▽

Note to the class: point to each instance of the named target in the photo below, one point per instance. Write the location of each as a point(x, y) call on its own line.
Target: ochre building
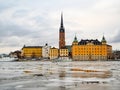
point(32, 51)
point(91, 49)
point(53, 53)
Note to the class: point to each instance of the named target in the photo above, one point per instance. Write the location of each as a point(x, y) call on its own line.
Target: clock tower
point(61, 34)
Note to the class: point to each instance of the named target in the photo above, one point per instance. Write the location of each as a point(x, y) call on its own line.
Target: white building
point(45, 51)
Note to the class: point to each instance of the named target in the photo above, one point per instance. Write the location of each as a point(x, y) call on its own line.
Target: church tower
point(103, 40)
point(61, 34)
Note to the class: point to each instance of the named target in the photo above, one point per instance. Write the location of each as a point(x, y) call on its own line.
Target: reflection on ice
point(60, 75)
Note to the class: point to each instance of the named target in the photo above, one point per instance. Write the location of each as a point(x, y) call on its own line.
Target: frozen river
point(38, 75)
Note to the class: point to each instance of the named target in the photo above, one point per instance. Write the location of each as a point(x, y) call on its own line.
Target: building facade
point(45, 51)
point(32, 51)
point(91, 49)
point(53, 53)
point(63, 53)
point(61, 34)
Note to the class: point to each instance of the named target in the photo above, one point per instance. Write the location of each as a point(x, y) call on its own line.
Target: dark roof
point(32, 47)
point(68, 47)
point(84, 42)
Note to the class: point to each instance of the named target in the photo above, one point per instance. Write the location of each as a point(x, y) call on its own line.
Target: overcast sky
point(36, 22)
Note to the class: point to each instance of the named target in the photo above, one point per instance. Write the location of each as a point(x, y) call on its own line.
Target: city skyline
point(34, 23)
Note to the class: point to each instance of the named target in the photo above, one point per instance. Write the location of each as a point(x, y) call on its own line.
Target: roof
point(32, 46)
point(68, 47)
point(85, 42)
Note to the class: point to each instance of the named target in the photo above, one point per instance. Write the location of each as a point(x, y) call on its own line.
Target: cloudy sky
point(36, 22)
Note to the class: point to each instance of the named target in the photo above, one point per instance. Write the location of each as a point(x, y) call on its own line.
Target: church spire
point(61, 34)
point(103, 40)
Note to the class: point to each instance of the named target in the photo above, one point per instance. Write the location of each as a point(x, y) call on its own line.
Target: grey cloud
point(116, 38)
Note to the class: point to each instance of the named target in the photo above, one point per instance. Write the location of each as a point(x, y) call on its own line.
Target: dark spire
point(103, 40)
point(61, 25)
point(61, 20)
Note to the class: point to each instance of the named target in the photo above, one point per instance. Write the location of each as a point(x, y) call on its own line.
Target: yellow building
point(91, 49)
point(32, 51)
point(53, 53)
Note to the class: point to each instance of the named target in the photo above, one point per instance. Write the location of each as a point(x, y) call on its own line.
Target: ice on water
point(45, 75)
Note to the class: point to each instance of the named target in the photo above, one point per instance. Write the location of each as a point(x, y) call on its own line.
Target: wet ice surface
point(37, 75)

△

Exercise goal: Images in the records should not be copied. Repeat all the rest exactly.

The completed task:
Note to the class: point to each instance of the named target in the photo below, one point per instance. Write the location of each as a point(x, y) call on its own line.
Target: ochre building
point(32, 51)
point(91, 49)
point(53, 53)
Note to the class: point to each instance of the named target in the photo above, one point per instance. Write the location of each as a point(x, y) call on its own line.
Target: clock tower
point(61, 34)
Note to the class: point to each instance of the named target in the photo above, one point per instance. Write the location of each as a point(x, y) call on its own line.
Target: white building
point(45, 51)
Note to the class: point to each instance of the named target in the photo above, one point per instance. Write the location of each as a point(x, y) call on its own line.
Target: church tower
point(103, 40)
point(61, 34)
Note to the class: point to each instance of the named target in the photo above, one point per instance. Write the location of each as a point(x, y) call on its own line.
Target: reflection on ice
point(60, 75)
Note to the class: point to each instance of the named target in the photo above, one point per instance. Write the location of each as a point(x, y) call on its own line.
Target: frozen river
point(38, 75)
Note to the class: point to each instance of the named target in the photo above, one point per instance. Write the location of each as a point(x, y) call on its own line.
Target: building facade
point(45, 51)
point(32, 51)
point(91, 49)
point(53, 53)
point(63, 53)
point(61, 34)
Note to the class: point to each instance of the named target in the photo above, one point per instance. Write the location of each as a point(x, y) call on its own line.
Target: dark roof
point(32, 47)
point(68, 47)
point(84, 42)
Note to the class: point to each instance of the named target in the photo above, one point per instance. Write the location of each as a point(x, y) call on its own line.
Target: overcast sky
point(36, 22)
Note to the class: point to each instance of the named target in the photo above, one point per instance. Write the location of each as a point(x, y) call on its own line.
Target: city skyline
point(34, 23)
Note to the class: point to each instance of the named target in the photo above, one point per instance. Write the location of each as a point(x, y) call on its own line.
Target: roof
point(32, 46)
point(68, 47)
point(85, 42)
Note to the class: point to each instance of the named target in the photo above, one point per instance. Write the location of each as a point(x, y) call on its own line.
Target: cloudy sky
point(36, 22)
Note to the class: point to each instance of the named target in the photo above, one point per instance. Write the location of each as a point(x, y) call on its own line.
Target: church spire
point(61, 34)
point(103, 40)
Note to the class: point to each instance of the named target in the photo above, one point per instance. Write the location of each as a point(x, y) call on its own line.
Target: grey cloud
point(116, 38)
Note to the class: point to each instance of the named target in the photo above, one point per instance. Write the location of each as a point(x, y) call on its own line.
Target: dark spire
point(103, 40)
point(61, 25)
point(61, 20)
Note to the class: point to each instance of the named target in the photo above, one point per instance. Write the location of each as a point(x, y) call on its own line.
Target: yellow building
point(91, 49)
point(32, 51)
point(53, 53)
Note to the class: point to each instance of the named target in the photo above, one point per instance. Write the location of each as a point(x, y) call on its own line.
Target: ice on water
point(45, 75)
Note to the class: point to each instance of the named target in the photo above, one point per instance. Write the location of each as a point(x, y) call on its own line.
Target: wet ice surface
point(37, 75)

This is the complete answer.